◆ Exercise prompt:
Write out the lines of the records from the one containing "instance of the sky" to the very last, keeping each exactly as it is.

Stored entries
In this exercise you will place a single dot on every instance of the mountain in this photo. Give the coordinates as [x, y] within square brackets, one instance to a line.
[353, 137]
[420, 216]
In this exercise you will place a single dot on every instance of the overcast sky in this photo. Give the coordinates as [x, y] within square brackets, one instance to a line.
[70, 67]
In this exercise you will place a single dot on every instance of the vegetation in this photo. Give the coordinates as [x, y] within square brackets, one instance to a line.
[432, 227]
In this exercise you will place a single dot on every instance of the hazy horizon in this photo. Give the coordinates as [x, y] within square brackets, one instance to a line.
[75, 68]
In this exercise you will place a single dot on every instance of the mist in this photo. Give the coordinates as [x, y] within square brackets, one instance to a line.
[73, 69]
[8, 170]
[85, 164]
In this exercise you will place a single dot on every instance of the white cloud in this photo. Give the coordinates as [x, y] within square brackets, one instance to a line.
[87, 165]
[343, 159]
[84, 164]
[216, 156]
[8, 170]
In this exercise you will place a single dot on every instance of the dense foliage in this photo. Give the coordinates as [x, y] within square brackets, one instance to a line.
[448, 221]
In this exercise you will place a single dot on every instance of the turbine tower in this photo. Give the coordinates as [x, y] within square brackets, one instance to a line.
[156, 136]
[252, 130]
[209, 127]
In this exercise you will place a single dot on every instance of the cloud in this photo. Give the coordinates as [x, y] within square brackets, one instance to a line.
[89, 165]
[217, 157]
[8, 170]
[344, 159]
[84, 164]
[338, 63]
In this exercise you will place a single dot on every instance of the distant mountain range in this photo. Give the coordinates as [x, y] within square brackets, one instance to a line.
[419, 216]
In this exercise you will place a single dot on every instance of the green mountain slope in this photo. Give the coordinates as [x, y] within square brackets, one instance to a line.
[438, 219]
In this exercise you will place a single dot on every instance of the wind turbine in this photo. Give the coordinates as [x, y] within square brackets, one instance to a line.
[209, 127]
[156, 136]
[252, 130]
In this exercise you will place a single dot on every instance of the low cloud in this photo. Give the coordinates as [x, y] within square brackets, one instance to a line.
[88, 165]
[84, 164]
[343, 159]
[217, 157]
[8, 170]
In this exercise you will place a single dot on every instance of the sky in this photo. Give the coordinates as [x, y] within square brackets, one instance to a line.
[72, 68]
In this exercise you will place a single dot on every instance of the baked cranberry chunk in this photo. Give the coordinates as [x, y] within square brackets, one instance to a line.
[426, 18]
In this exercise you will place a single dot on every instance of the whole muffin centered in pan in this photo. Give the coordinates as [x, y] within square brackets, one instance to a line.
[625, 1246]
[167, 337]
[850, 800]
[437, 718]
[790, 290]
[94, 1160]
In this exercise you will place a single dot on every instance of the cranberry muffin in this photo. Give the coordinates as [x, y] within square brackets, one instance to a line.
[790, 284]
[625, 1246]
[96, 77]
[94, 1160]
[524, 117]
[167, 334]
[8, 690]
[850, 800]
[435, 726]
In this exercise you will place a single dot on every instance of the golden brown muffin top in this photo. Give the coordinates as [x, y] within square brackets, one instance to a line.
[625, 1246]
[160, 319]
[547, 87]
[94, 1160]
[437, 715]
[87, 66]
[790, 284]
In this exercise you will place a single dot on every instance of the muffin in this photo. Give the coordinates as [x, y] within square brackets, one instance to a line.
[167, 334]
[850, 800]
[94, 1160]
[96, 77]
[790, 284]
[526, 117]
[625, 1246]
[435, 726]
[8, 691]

◆ Solved exercise:
In this exercise you will place a single dot on every instance of the sky in this photo. Give the coordinates as [x, y] within square brackets, one instance to a line.
[72, 68]
In this exercise you will place a single dot on every instance of the baked cranberry chunk in this photo. Give the coordinates as [x, y] within square brackets, one instance to a line.
[426, 18]
In this exercise you will place a single dot on every instance of the whole muffin centered in pan in this photo. Give the coordinates as [x, y] within square brackets, one instance to a line.
[625, 1246]
[167, 337]
[850, 800]
[437, 718]
[790, 290]
[94, 1160]
In this exercise you will place a single dot on every instance of the cranberry muffin in this photo. Give the coordinates as [x, y] within square brackets, one instance to a line.
[790, 284]
[625, 1246]
[96, 77]
[94, 1160]
[524, 117]
[167, 334]
[8, 690]
[850, 800]
[435, 726]
In this exercise you will place a single dot on every instance of the golden brown muffin top in this photo. Give the coordinates as [x, y] within square brackets, one instance to a line.
[625, 1246]
[160, 319]
[547, 87]
[94, 1160]
[437, 715]
[87, 66]
[790, 284]
In this exercise you will place a single dot on every instance of the muffin in this photo. Give the coordinates as [x, y] within square brackets, one instance to a line.
[167, 334]
[850, 800]
[94, 1160]
[96, 77]
[790, 284]
[526, 117]
[625, 1246]
[435, 726]
[8, 691]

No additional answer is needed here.